**Selected excerpt**
+-------+
/LLM_RAG_PDF_Croquet

LLM with Retrieval Augmented Generation using PDFs about croquet

Primary LanguageJupyter NotebookMIT LicenseMIT

Croquet Laws and Tactics Retrieval-Augmented Generation (RAG) with Question Answering

This repository contains code to build a question-answering system around the laws and tactics of croquet using Retrieval-Augmented Generation (RAG). The system processes PDF documents, indexes them for easy retrieval, and answers questions based on the content. It utilizes a combination of MistralAI for language modelling, OpenAI embeddings for vector storage, and LangChain for document splitting and retrieval.

Table of Contents


Installation

Ensure you have the following Python packages installed:

pip install -qU pypdf langchain_community langchain_chroma langchain_openai langchain-mistralai

Environment Variables

Set up your .env file to manage your API keys. The following environment variables are required:

  • OPENAI_API_KEY: Your OpenAI API key.
+-------+
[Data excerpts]
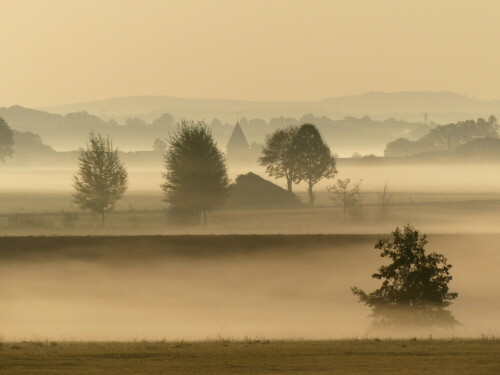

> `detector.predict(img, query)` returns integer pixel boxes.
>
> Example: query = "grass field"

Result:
[0,340,500,375]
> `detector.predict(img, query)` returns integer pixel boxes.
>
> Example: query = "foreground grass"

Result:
[0,340,500,375]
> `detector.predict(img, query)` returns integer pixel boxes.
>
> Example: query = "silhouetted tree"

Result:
[73,132,128,225]
[161,120,229,225]
[379,183,391,221]
[153,138,167,154]
[327,178,363,223]
[259,126,299,192]
[290,124,337,205]
[351,225,458,326]
[0,117,14,162]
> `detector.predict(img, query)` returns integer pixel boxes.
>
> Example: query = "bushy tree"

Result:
[327,178,363,223]
[259,126,298,192]
[153,138,167,154]
[351,225,458,326]
[161,120,229,224]
[73,132,128,225]
[290,124,337,205]
[0,117,14,162]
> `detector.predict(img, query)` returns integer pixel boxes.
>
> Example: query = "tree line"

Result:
[0,119,458,327]
[73,120,337,224]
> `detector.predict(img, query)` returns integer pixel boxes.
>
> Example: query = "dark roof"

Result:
[453,137,500,160]
[227,122,250,150]
[226,172,301,209]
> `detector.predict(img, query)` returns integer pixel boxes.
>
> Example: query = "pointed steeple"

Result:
[227,122,250,152]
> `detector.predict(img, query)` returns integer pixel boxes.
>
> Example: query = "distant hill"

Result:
[42,91,500,123]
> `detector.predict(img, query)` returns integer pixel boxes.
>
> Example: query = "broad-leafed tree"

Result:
[290,124,337,205]
[161,120,229,225]
[352,225,458,326]
[259,126,298,192]
[73,132,128,225]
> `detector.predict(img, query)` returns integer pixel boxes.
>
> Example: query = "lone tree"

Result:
[0,117,14,162]
[290,124,337,205]
[161,120,229,225]
[259,126,299,192]
[351,225,458,327]
[73,132,128,226]
[327,178,363,223]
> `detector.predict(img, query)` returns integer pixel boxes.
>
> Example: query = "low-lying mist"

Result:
[0,235,500,340]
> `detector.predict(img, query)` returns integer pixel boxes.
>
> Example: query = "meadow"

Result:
[0,339,500,375]
[0,234,500,341]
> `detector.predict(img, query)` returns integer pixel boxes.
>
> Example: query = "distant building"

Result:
[225,172,301,210]
[227,122,250,162]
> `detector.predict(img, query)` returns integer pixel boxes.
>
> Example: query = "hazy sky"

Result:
[0,0,500,106]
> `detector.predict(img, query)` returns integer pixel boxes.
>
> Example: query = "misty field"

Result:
[0,339,500,375]
[0,234,500,341]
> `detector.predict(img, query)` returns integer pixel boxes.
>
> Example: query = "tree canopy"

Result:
[259,126,299,192]
[161,120,229,224]
[290,124,337,205]
[351,225,458,326]
[384,115,498,157]
[73,132,128,225]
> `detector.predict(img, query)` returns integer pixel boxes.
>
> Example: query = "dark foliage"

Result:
[161,120,229,223]
[259,126,299,192]
[352,225,458,326]
[290,124,337,205]
[73,132,128,225]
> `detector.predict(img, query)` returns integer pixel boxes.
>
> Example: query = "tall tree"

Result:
[73,132,128,226]
[259,126,299,192]
[327,178,363,223]
[290,124,337,205]
[0,117,14,162]
[351,225,458,326]
[161,120,229,225]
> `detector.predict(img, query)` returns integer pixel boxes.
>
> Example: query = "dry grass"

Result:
+-------+
**Activity list**
1. Answer these questions about the croquet RAG project description:
(a) Which tool does the system use for language modelling?
(b) Under what license is the project released?
(c) What file is used to manage the API keys?
2. Write the next part of the croquet RAG project description, picking up right after its last line.

**Responses by task**
1.
(a) MistralAI
(b) The MIT License
(c) A .env file

2.
  • MISTRAL_API_KEY: Your Mistral AI key.

You can create the .env file with the following content:

OPENAI_API_KEY=your_openai_api_key_here
MISTRAL_API_KEY=your_mistral_api_key_here

Load the environment variables with the following command in your script:

from dotenv import load_dotenv
import os

load_dotenv()

Usage

  1. Place all your croquet-related PDF files in a directory called croquet_pdfs.
  2. Run the script to process the PDFs, generate embeddings, and set up the RAG pipeline for question answering.
  3. You can invoke the question-answering system by passing a query like this:
results = rag_chain.invoke({"input": "Explain what a B Baulk Tice opening is and why it is used."})
print(results["context"][0].page_content)
print(results["context"][0].metadata)

The system will retrieve relevant information from the PDF documents and generate a concise answer.


Code Overview

  • PDF Processing: Uses langchain_community.PyPDFLoader to load and process all PDFs in the croquet_pdfs folder.
  • Document Splitting: RecursiveCharacterTextSplitter breaks down the documents into manageable chunks.
  • Embeddings: The OpenAI embeddings model converts text into vector embeddings.
  • Vector Storage: Chroma is the vector storage engine to store and retrieve document embeddings.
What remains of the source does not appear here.